• [Work to do]: Print the part of the AfriNIC shutdown policy text that starts at the words "The policy on" and stops after "that they utilise.", word for word.

• [Text excerpt]:
The policy on the antishutdown that was proposed before AfriNIC firstly attempts to define what an Internet shutdown is and we came up with a definition that says an government ordering blocking access to the general Internet. Said definition doesn't preclude a government from censoring content that is not legally permissible within laws of the said country, on the provision that said sensor ISP does not include a law that says you can block anything irrespective of what it is. We went on to say that the policy creates a definition to define when had a shutdown has occurred. Internet shutdown is deemed to have occurred when it can be proved that there was an attempt failed or successful to restrict access to the Internet to a segment of the population irrespective of the provider or access medium that they utilise.

What is the policy actually say in the first draft? We said, if the states want to shutdown the Internet for 1 months after they have shutdown the Internet we'll stop allocating them any resources. If they shutdown the Internet three or more times within a period of ten years we'll revoke their resources. And the policy goes pretty wide in the first draft, includes all the government owned entities and entities with direct government relations.

• [Stored records]:
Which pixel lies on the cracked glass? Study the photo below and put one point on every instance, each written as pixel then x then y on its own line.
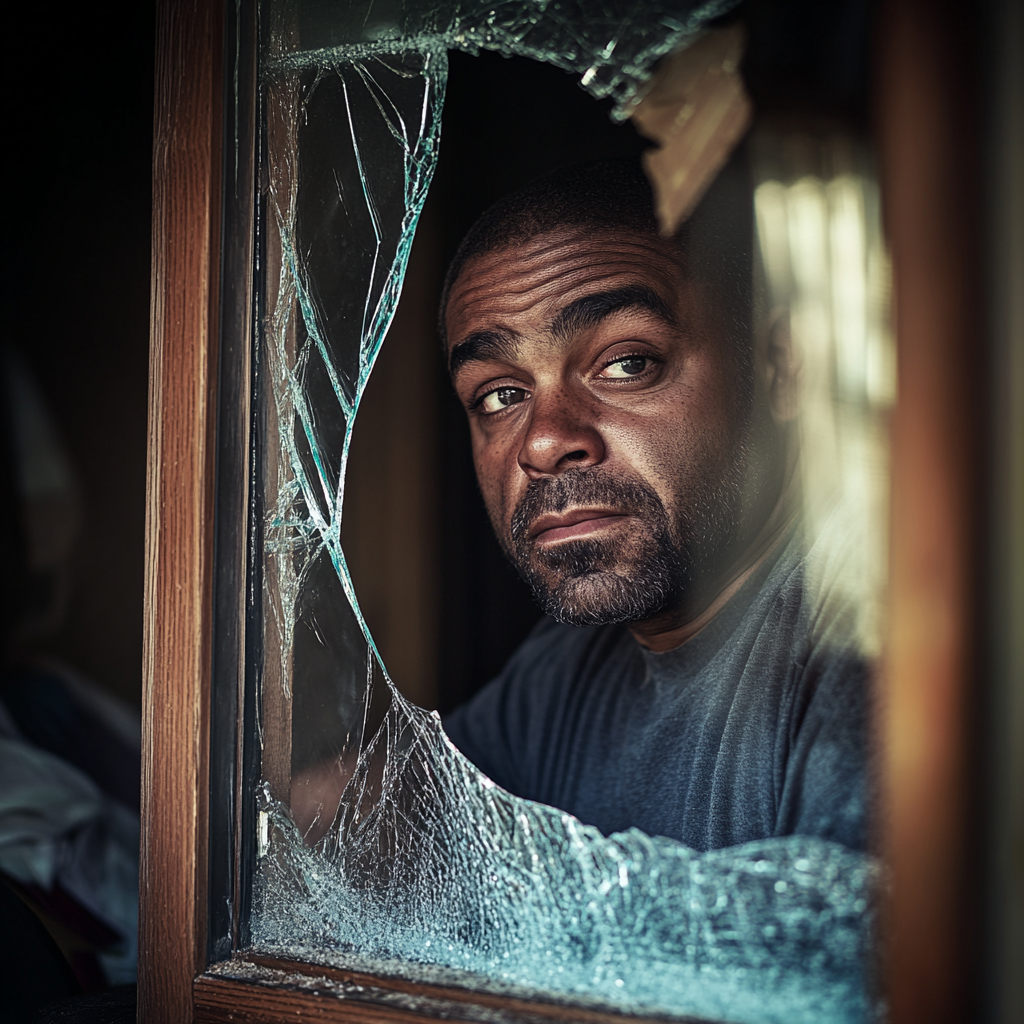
pixel 378 845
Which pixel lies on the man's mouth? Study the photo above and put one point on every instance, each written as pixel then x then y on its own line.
pixel 572 524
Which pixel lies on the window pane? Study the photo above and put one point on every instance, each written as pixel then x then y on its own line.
pixel 381 846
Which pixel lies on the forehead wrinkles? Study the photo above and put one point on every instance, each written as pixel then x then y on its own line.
pixel 516 279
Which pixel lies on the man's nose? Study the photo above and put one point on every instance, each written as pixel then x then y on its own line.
pixel 562 433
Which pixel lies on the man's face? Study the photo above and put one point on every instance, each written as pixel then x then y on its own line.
pixel 607 421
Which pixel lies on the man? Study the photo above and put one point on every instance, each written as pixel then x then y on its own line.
pixel 636 452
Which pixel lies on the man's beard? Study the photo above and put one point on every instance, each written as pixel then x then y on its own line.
pixel 635 573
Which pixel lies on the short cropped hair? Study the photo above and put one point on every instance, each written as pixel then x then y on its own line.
pixel 713 247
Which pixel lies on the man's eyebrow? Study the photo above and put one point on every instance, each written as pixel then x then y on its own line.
pixel 591 309
pixel 481 346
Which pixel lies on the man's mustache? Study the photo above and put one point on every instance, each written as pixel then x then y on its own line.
pixel 582 488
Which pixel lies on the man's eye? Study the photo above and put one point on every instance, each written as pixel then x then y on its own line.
pixel 501 398
pixel 630 366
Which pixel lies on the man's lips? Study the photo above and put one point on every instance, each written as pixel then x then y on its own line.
pixel 578 522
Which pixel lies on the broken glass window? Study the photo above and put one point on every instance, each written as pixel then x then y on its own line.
pixel 378 844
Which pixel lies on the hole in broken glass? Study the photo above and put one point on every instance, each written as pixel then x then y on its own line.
pixel 380 843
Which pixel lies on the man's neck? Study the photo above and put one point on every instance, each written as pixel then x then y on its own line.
pixel 671 630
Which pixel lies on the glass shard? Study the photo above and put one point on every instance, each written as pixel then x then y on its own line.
pixel 379 845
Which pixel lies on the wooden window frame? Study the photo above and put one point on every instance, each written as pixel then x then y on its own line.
pixel 929 177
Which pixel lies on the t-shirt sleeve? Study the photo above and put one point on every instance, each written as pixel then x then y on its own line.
pixel 825 788
pixel 492 729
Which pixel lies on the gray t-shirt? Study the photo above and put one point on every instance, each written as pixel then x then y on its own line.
pixel 757 727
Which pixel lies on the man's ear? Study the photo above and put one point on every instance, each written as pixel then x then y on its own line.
pixel 782 368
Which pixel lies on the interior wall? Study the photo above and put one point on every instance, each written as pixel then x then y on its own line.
pixel 78 280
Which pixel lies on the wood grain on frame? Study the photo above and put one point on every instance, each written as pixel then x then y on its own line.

• [Response to this task]:
The policy on the antishutdown that was proposed before AfriNIC firstly attempts to define what an Internet shutdown is and we came up with a definition that says an government ordering blocking access to the general Internet. Said definition doesn't preclude a government from censoring content that is not legally permissible within laws of the said country, on the provision that said sensor ISP does not include a law that says you can block anything irrespective of what it is. We went on to say that the policy creates a definition to define when had a shutdown has occurred. Internet shutdown is deemed to have occurred when it can be proved that there was an attempt failed or successful to restrict access to the Internet to a segment of the population irrespective of the provider or access medium that they utilise.